▶ [Instructions for the task] Check each line of the records below for the word "green" and copy those where it appears.

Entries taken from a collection
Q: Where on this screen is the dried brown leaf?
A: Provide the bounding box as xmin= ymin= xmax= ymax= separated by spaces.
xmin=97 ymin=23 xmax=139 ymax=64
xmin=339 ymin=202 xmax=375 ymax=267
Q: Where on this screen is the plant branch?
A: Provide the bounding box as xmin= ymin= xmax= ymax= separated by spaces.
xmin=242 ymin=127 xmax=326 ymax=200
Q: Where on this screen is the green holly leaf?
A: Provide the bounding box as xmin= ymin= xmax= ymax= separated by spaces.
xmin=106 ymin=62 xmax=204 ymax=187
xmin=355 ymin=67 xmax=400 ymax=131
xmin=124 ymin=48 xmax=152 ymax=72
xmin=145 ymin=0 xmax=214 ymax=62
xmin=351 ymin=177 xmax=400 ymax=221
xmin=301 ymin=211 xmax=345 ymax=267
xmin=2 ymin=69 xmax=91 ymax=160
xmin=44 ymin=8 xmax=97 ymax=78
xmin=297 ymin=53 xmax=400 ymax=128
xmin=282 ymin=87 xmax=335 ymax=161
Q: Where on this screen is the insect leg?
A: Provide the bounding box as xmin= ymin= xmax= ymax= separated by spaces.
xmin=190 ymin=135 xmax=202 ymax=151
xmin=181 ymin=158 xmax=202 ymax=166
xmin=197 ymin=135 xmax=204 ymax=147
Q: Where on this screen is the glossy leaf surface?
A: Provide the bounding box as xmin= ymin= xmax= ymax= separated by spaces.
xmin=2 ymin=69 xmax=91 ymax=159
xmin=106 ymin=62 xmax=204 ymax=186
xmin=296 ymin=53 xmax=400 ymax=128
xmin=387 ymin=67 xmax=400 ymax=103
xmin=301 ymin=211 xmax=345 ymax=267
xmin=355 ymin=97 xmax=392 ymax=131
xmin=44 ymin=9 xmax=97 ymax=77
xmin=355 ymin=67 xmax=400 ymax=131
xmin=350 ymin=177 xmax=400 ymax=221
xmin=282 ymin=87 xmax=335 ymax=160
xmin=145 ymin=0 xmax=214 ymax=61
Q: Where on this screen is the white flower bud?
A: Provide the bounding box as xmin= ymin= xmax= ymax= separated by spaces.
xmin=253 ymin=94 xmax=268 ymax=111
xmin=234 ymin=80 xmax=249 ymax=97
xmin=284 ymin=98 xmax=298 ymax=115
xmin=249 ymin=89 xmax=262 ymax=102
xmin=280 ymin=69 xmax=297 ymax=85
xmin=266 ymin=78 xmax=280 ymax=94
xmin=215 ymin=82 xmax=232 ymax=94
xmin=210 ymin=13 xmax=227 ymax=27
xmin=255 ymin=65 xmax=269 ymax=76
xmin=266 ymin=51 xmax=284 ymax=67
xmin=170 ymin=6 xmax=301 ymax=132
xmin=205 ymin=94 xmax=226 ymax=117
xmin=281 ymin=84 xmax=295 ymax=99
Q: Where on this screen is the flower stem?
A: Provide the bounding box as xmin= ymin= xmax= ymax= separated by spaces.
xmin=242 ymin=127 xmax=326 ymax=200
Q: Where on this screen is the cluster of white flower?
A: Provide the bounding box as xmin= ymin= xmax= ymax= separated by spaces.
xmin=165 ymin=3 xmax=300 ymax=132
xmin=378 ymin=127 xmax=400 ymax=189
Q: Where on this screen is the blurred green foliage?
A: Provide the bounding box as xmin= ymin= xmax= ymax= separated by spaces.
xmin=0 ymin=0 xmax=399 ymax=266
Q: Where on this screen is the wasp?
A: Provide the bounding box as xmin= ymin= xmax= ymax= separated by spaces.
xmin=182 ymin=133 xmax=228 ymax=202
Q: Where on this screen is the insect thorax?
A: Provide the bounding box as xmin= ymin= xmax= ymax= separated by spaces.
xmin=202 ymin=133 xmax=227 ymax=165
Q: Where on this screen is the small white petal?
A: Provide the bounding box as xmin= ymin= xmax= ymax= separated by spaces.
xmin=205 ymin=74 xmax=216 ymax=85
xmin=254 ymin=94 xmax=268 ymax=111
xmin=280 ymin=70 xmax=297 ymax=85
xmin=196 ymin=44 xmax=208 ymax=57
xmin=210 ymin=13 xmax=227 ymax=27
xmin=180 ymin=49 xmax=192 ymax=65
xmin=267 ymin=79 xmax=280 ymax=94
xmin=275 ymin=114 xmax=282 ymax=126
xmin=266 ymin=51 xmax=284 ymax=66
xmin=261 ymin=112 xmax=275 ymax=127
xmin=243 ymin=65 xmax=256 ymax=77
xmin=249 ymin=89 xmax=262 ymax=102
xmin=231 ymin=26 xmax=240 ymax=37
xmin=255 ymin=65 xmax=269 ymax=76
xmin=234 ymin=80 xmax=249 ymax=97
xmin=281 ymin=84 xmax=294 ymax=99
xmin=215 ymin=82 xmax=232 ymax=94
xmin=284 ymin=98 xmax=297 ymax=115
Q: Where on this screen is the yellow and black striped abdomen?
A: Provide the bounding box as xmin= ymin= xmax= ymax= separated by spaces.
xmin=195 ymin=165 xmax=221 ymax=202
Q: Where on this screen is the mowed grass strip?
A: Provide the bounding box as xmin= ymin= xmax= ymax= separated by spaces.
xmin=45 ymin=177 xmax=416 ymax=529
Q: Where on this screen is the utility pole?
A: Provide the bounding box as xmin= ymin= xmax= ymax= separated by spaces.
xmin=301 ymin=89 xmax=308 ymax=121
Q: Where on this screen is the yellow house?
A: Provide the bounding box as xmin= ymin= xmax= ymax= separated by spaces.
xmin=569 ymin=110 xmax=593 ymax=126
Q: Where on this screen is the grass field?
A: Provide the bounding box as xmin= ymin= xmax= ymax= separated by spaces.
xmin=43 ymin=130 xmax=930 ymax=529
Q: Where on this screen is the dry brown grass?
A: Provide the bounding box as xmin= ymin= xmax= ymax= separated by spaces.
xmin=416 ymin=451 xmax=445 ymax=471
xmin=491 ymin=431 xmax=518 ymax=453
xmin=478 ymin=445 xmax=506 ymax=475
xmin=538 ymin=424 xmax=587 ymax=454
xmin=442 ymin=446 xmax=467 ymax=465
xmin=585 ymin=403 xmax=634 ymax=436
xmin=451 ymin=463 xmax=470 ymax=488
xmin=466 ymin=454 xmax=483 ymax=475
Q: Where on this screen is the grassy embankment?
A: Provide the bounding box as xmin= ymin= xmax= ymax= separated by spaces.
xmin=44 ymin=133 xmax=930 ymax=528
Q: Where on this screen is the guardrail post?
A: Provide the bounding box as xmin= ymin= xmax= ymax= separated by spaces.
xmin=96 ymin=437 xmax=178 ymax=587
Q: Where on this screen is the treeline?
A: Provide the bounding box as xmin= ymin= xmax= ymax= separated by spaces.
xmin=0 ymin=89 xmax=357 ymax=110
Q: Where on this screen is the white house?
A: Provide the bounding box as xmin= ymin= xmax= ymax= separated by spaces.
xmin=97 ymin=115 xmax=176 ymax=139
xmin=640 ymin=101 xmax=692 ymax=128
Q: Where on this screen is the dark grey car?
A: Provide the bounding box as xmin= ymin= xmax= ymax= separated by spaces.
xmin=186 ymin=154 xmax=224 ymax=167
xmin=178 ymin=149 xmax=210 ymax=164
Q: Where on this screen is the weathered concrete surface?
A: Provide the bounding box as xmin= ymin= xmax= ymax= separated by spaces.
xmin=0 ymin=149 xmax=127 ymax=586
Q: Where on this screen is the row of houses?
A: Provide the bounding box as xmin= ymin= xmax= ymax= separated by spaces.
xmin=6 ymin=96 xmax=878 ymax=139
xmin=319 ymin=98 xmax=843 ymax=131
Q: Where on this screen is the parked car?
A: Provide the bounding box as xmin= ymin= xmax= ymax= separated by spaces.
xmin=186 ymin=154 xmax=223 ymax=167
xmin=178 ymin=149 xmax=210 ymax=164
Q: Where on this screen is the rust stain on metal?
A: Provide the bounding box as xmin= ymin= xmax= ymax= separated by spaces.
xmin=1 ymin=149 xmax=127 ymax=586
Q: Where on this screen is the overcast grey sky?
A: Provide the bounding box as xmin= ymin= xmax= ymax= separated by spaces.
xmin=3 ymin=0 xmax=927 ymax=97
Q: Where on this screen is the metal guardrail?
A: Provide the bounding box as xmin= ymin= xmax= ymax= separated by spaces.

▶ [Solution for this exercise]
Q: Where on this screen is the green holly leaf?
Q: Where on this screen is the blurred green foliage?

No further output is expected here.